OBJECTIVE → Return every line of the items below that contains the word "umbrella". Case counts.

## Start DATA PROVIDED

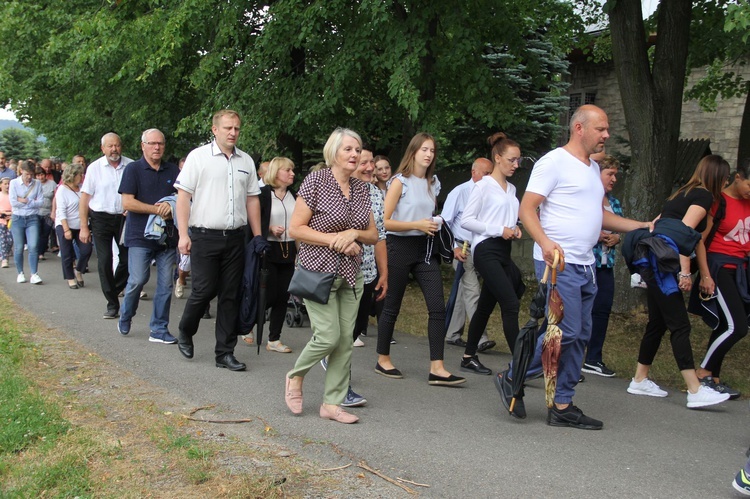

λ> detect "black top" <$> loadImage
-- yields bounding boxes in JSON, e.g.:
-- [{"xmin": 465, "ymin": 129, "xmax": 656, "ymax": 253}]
[
  {"xmin": 661, "ymin": 187, "xmax": 714, "ymax": 232},
  {"xmin": 119, "ymin": 157, "xmax": 180, "ymax": 249}
]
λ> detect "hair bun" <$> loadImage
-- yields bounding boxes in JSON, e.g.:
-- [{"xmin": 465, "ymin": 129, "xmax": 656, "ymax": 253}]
[{"xmin": 487, "ymin": 132, "xmax": 508, "ymax": 147}]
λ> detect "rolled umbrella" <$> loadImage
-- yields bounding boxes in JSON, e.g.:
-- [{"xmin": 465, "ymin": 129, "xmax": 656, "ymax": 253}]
[
  {"xmin": 508, "ymin": 282, "xmax": 547, "ymax": 414},
  {"xmin": 445, "ymin": 241, "xmax": 469, "ymax": 331},
  {"xmin": 542, "ymin": 250, "xmax": 565, "ymax": 408},
  {"xmin": 255, "ymin": 251, "xmax": 268, "ymax": 355}
]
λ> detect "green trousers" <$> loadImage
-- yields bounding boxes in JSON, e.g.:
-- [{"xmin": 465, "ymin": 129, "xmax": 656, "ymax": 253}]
[{"xmin": 287, "ymin": 272, "xmax": 364, "ymax": 405}]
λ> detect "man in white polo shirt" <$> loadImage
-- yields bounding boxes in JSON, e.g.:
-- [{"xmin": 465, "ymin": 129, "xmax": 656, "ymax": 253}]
[
  {"xmin": 78, "ymin": 133, "xmax": 133, "ymax": 319},
  {"xmin": 175, "ymin": 109, "xmax": 262, "ymax": 371},
  {"xmin": 440, "ymin": 158, "xmax": 495, "ymax": 352}
]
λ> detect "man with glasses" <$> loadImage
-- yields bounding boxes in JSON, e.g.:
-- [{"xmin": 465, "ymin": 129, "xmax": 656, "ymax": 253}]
[
  {"xmin": 440, "ymin": 158, "xmax": 495, "ymax": 354},
  {"xmin": 117, "ymin": 128, "xmax": 180, "ymax": 344},
  {"xmin": 0, "ymin": 151, "xmax": 18, "ymax": 180},
  {"xmin": 78, "ymin": 133, "xmax": 133, "ymax": 319}
]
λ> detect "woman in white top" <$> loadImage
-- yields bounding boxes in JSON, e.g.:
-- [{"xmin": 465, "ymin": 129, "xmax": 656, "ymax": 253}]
[
  {"xmin": 461, "ymin": 132, "xmax": 526, "ymax": 374},
  {"xmin": 55, "ymin": 163, "xmax": 91, "ymax": 289},
  {"xmin": 375, "ymin": 133, "xmax": 466, "ymax": 385},
  {"xmin": 35, "ymin": 166, "xmax": 57, "ymax": 260}
]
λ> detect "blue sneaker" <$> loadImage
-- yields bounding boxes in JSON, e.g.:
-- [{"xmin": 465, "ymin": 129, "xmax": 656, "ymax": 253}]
[
  {"xmin": 148, "ymin": 331, "xmax": 177, "ymax": 345},
  {"xmin": 117, "ymin": 321, "xmax": 130, "ymax": 336},
  {"xmin": 341, "ymin": 386, "xmax": 367, "ymax": 407},
  {"xmin": 732, "ymin": 468, "xmax": 750, "ymax": 496}
]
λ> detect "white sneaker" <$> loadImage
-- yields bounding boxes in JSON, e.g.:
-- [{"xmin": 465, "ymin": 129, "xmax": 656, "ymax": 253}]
[
  {"xmin": 628, "ymin": 378, "xmax": 667, "ymax": 397},
  {"xmin": 688, "ymin": 385, "xmax": 729, "ymax": 409}
]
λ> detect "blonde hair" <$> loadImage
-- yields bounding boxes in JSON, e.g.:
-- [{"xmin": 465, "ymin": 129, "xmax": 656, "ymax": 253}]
[
  {"xmin": 263, "ymin": 156, "xmax": 294, "ymax": 187},
  {"xmin": 323, "ymin": 127, "xmax": 362, "ymax": 167},
  {"xmin": 211, "ymin": 109, "xmax": 242, "ymax": 127}
]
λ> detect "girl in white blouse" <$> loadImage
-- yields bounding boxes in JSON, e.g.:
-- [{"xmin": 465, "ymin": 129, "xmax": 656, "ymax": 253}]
[{"xmin": 461, "ymin": 132, "xmax": 525, "ymax": 374}]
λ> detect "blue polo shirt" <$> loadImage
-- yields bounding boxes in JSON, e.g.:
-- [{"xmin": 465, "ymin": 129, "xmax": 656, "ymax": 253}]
[{"xmin": 118, "ymin": 157, "xmax": 180, "ymax": 249}]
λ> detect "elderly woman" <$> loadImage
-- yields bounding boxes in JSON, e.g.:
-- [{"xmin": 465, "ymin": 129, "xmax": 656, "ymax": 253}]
[
  {"xmin": 0, "ymin": 177, "xmax": 13, "ymax": 269},
  {"xmin": 262, "ymin": 157, "xmax": 297, "ymax": 353},
  {"xmin": 55, "ymin": 163, "xmax": 91, "ymax": 289},
  {"xmin": 374, "ymin": 154, "xmax": 392, "ymax": 197},
  {"xmin": 284, "ymin": 128, "xmax": 378, "ymax": 423},
  {"xmin": 9, "ymin": 161, "xmax": 44, "ymax": 284},
  {"xmin": 35, "ymin": 166, "xmax": 57, "ymax": 260}
]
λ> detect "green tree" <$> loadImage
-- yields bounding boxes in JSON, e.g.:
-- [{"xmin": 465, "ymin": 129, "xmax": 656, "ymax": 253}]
[
  {"xmin": 0, "ymin": 0, "xmax": 580, "ymax": 169},
  {"xmin": 0, "ymin": 128, "xmax": 31, "ymax": 160}
]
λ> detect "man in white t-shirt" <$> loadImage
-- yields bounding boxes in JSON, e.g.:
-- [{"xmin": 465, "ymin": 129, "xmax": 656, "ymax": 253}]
[{"xmin": 519, "ymin": 105, "xmax": 652, "ymax": 430}]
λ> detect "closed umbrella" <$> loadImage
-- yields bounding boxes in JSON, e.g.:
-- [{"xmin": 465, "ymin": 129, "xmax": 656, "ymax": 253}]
[
  {"xmin": 542, "ymin": 250, "xmax": 565, "ymax": 407},
  {"xmin": 508, "ymin": 279, "xmax": 547, "ymax": 414},
  {"xmin": 255, "ymin": 251, "xmax": 268, "ymax": 355}
]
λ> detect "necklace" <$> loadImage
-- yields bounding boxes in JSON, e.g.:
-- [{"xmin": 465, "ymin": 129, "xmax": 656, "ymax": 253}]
[{"xmin": 273, "ymin": 190, "xmax": 289, "ymax": 260}]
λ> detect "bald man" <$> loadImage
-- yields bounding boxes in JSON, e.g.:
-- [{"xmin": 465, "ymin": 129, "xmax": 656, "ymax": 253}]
[
  {"xmin": 440, "ymin": 158, "xmax": 495, "ymax": 352},
  {"xmin": 516, "ymin": 105, "xmax": 652, "ymax": 430}
]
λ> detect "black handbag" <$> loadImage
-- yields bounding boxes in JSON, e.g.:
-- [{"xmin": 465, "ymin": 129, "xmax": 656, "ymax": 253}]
[
  {"xmin": 435, "ymin": 223, "xmax": 455, "ymax": 264},
  {"xmin": 287, "ymin": 257, "xmax": 341, "ymax": 305}
]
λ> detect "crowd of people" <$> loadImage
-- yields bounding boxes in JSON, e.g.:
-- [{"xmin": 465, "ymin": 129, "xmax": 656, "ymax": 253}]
[{"xmin": 0, "ymin": 105, "xmax": 750, "ymax": 436}]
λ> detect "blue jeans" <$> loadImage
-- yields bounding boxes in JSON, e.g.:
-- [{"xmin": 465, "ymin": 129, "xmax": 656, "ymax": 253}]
[
  {"xmin": 10, "ymin": 215, "xmax": 39, "ymax": 274},
  {"xmin": 526, "ymin": 260, "xmax": 596, "ymax": 404},
  {"xmin": 120, "ymin": 246, "xmax": 174, "ymax": 333}
]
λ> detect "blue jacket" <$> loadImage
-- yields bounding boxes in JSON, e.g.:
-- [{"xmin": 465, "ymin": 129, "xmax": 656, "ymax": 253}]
[
  {"xmin": 622, "ymin": 218, "xmax": 701, "ymax": 295},
  {"xmin": 143, "ymin": 194, "xmax": 177, "ymax": 244}
]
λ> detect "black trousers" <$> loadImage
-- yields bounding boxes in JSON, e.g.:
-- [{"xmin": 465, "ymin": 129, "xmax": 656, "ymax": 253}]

## End DATA PROVIDED

SOLUTION TO THIS TASK →
λ> detect "rolled umbrella" <$> loadImage
λ> detect "closed umbrella" <$> loadImage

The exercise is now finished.